[[ EXERCISE TEXT open ]]
Inspired By Babbage
Written by David Conrad   
Saturday, 29 June 2019

An iconic fragment of Charles Babbage’s Analytical Engine, constructed by his son Henry, goes on display in July during the Manchester International Festival alongside an interactive art experience inspired by Babbage.

Babbage40

Charles Babbage 1791- 1871

Almost 150 years after his death Charles Babbage continues to exert his influence and not only in the sphere of computing.   

The art experience, Atmospheric Memory, commissioned for the 2019 Manchester International Festival has been created by Mexican-Canadian artist Rafael Lozano-Hemmer and comprises an array of ‘Atmospheric Machines’ which mine the air for turbulence caused by speech, then transform it into trails of vapor, ripples on water and epic 360-degree projections. The installation is being housed in a custom-built chamber and the presentation, which lasts 60 minutes, starts at 10-minute intervals. Booking is essential and many slots are already sold out.

Atmosheric Manchester

So what is the link between Atmospheric Memory, which:

scours the sky for the voices of our past

and the Analytical Engine?

To quote the Manchester International Festival's website, it was:

inspired by Charles Babbage’s 180-year-old proposal that the air is a ‘vast library’ holding every word ever spoken, Atmospheric Memory asks: was Babbage right? Can we rewind the air to recreate long-lost voices? And if so, whose would we want to hear?
[[ EXERCISE TEXT closed ]]
[[ AVAILABLE DATA open ]]
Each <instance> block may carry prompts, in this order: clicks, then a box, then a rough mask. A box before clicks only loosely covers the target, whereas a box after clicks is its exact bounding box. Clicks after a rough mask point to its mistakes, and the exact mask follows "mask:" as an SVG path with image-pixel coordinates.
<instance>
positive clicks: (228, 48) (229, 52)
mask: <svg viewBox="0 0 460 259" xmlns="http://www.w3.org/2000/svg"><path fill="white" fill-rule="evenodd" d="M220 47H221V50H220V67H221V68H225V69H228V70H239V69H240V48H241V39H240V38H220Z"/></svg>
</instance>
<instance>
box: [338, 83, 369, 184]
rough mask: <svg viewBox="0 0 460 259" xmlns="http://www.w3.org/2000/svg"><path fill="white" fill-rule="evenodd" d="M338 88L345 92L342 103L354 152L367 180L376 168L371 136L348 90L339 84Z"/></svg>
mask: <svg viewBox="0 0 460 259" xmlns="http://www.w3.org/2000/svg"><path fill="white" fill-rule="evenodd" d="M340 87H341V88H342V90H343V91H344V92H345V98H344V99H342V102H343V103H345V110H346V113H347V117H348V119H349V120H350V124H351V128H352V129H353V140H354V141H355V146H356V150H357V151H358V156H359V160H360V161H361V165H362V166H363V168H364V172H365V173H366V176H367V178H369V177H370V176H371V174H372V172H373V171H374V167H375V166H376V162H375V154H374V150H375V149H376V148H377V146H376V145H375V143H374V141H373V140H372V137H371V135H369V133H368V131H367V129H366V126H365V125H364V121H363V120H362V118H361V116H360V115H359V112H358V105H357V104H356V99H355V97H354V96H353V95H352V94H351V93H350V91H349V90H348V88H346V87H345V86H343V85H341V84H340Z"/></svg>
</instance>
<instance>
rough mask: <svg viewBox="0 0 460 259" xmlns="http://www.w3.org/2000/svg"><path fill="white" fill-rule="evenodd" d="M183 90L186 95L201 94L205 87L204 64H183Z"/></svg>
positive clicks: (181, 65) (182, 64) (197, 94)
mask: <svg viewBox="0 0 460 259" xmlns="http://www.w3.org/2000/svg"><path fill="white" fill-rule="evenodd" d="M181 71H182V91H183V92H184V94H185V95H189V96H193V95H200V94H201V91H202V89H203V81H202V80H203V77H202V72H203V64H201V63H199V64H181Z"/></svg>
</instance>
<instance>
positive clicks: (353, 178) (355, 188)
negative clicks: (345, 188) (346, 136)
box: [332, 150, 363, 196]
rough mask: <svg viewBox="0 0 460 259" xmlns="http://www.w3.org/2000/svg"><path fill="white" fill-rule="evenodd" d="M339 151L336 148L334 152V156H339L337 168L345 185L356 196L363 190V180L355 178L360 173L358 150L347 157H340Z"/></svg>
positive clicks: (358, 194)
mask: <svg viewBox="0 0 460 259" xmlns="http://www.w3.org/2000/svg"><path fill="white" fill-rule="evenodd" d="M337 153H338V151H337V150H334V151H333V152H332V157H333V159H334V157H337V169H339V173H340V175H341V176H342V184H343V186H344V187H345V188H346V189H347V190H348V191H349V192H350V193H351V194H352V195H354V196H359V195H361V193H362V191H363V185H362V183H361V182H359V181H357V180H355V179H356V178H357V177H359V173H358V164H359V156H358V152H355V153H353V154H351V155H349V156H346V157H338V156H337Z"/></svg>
[[ AVAILABLE DATA closed ]]
▶ [ASSIGNMENT 1] Retype the article about Babbage from "To quote the Manchester" up to and including "want to hear?".
▶ [ASSIGNMENT 2] Summarize the article about Babbage in two sentences.
▶ [ASSIGNMENT 3] List every person named in the article about Babbage.

▶ [EXPECTED ANSWER 1]
To quote the Manchester International Festival's website, it was:

inspired by Charles Babbage’s 180-year-old proposal that the air is a ‘vast library’ holding every word ever spoken, Atmospheric Memory asks: was Babbage right? Can we rewind the air to recreate long-lost voices? And if so, whose would we want to hear?

▶ [EXPECTED ANSWER 2] A fragment of Charles Babbage's Analytical Engine, built by his son Henry, goes on display in July during the Manchester International Festival alongside Atmospheric Memory, an interactive art experience by Rafael Lozano-Hemmer. Its machines mine the air for turbulence caused by speech and turn it into trails of vapor, ripples on water and 360-degree projections, inspired by Babbage's proposal that the air is a "vast library" holding every word ever spoken.

▶ [EXPECTED ANSWER 3]
- David Conrad
- Charles Babbage
- Henry (Charles Babbage's son)
- Rafael Lozano-Hemmer